海外の大都市には、ほぼ必ず存在する「日本食レストラン」。特に、北アメリカ西海岸側のようなアジア系住民の多い地域では、中心地から住宅街まで至る所で日本食レストランを見つけることができます。
海外で人気の和食メニューの筆頭といえば「sushi」。高級和食店や日本食専門スーパーだけでなく、一般的な地元のスーパーマーケットのデリコーナー(総菜売り場)でも、パックに入ったすしはだいたい売られています。
そこでシャリ(ごはん)の上にネタが乗った「にぎり(nigiri)」と人気を二分しているのが、細長く巻かれたスタイルの「巻きずし」です。
はい、もう分かりましたね。
今回の「世界のニホンゴ」のテーマ「maki」とは、「巻きずし」のことです。
サーモンを巻いたものを「salmon maki」、まぐろを巻いたものを「tuna maki」、キュウリを巻いたものを「cucumber maki」のように呼び、「○○ maki」という表現が一般的ですが、それらの総称として(例えばいろいろな種類の巻きずしがあったり、具材が何か分からなかったりする場合などは)単に「maki」とだけ言うこともあります。

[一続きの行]
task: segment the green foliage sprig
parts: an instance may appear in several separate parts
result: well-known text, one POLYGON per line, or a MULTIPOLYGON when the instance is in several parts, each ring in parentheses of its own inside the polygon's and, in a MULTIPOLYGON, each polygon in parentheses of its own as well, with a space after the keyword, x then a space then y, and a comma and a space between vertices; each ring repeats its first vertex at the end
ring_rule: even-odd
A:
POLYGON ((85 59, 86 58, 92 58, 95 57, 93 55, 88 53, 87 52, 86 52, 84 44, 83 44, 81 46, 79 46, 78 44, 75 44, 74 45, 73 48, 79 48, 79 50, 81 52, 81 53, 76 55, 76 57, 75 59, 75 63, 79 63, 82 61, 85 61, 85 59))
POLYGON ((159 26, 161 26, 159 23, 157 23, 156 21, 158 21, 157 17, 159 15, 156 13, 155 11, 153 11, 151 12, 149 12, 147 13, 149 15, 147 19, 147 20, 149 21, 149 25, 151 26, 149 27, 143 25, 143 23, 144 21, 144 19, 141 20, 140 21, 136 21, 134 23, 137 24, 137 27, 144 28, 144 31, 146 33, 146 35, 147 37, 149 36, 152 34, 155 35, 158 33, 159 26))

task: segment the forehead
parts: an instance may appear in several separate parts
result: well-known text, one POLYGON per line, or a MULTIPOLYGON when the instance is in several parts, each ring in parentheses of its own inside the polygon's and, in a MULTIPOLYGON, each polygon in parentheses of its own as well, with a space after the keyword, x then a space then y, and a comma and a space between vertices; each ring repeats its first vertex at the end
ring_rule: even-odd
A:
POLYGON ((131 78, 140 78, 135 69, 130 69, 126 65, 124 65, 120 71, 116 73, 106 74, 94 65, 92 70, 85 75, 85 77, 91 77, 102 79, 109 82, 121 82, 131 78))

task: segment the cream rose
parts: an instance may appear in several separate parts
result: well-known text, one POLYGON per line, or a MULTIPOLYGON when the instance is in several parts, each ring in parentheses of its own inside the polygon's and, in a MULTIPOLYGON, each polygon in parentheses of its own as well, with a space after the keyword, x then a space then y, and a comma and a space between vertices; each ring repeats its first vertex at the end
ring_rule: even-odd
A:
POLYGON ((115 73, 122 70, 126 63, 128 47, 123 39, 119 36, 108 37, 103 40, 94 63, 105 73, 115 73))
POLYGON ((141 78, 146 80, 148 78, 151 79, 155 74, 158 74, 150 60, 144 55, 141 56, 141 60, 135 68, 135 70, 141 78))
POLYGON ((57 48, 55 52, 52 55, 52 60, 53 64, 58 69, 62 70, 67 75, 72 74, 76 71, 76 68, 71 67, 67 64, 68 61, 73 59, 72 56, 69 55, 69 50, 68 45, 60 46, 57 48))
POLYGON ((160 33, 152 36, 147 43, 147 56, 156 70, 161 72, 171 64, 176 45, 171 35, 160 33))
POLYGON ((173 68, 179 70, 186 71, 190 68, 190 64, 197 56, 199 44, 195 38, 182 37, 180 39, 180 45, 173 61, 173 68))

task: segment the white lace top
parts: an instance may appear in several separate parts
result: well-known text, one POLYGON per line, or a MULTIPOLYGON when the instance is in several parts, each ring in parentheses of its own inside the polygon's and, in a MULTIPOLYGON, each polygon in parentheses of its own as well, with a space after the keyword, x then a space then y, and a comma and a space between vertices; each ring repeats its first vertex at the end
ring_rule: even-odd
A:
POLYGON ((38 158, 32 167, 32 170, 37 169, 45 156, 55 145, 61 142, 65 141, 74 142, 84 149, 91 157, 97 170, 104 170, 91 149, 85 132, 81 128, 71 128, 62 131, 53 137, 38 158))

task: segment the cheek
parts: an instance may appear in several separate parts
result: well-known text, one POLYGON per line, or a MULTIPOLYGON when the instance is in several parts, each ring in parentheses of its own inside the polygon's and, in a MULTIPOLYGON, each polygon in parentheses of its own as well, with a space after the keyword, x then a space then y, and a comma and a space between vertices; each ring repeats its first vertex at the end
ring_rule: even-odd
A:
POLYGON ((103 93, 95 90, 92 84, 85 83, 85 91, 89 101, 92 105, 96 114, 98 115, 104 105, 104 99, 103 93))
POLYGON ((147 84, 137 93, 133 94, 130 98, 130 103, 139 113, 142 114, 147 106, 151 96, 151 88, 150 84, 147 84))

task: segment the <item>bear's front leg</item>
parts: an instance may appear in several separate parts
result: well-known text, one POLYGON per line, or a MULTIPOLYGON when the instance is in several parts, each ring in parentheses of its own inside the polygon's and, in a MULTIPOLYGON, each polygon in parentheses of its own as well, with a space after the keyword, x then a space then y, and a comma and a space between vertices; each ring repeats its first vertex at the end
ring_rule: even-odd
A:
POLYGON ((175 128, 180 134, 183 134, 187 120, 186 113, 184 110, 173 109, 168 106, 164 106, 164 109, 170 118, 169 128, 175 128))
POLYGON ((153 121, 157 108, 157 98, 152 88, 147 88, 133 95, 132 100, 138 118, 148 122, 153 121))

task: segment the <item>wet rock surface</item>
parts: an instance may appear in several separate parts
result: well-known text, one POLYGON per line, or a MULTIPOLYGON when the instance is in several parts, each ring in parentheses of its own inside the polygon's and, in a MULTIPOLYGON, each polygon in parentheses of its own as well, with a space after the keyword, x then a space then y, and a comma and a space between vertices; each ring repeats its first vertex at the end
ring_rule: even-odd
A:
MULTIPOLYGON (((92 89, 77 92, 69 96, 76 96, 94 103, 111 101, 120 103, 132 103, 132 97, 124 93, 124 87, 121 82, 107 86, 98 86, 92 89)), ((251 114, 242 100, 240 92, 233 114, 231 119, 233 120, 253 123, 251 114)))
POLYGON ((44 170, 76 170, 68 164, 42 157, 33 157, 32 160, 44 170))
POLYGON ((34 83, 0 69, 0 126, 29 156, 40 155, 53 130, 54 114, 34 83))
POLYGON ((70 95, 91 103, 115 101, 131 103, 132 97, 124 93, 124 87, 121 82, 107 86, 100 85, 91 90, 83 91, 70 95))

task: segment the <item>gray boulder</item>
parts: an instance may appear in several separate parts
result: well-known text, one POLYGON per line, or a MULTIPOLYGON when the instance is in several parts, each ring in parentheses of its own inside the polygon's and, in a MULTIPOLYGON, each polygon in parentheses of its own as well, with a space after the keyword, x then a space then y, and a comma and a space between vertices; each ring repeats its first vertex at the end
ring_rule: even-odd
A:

= 実施する課題 =
巻きずしについての文章では、具材が何か分からない場合、巻きずしを何と呼ぶことがあると述べられていますか?

= 演習の結果 =
単に「maki」とだけ呼ぶことがあります。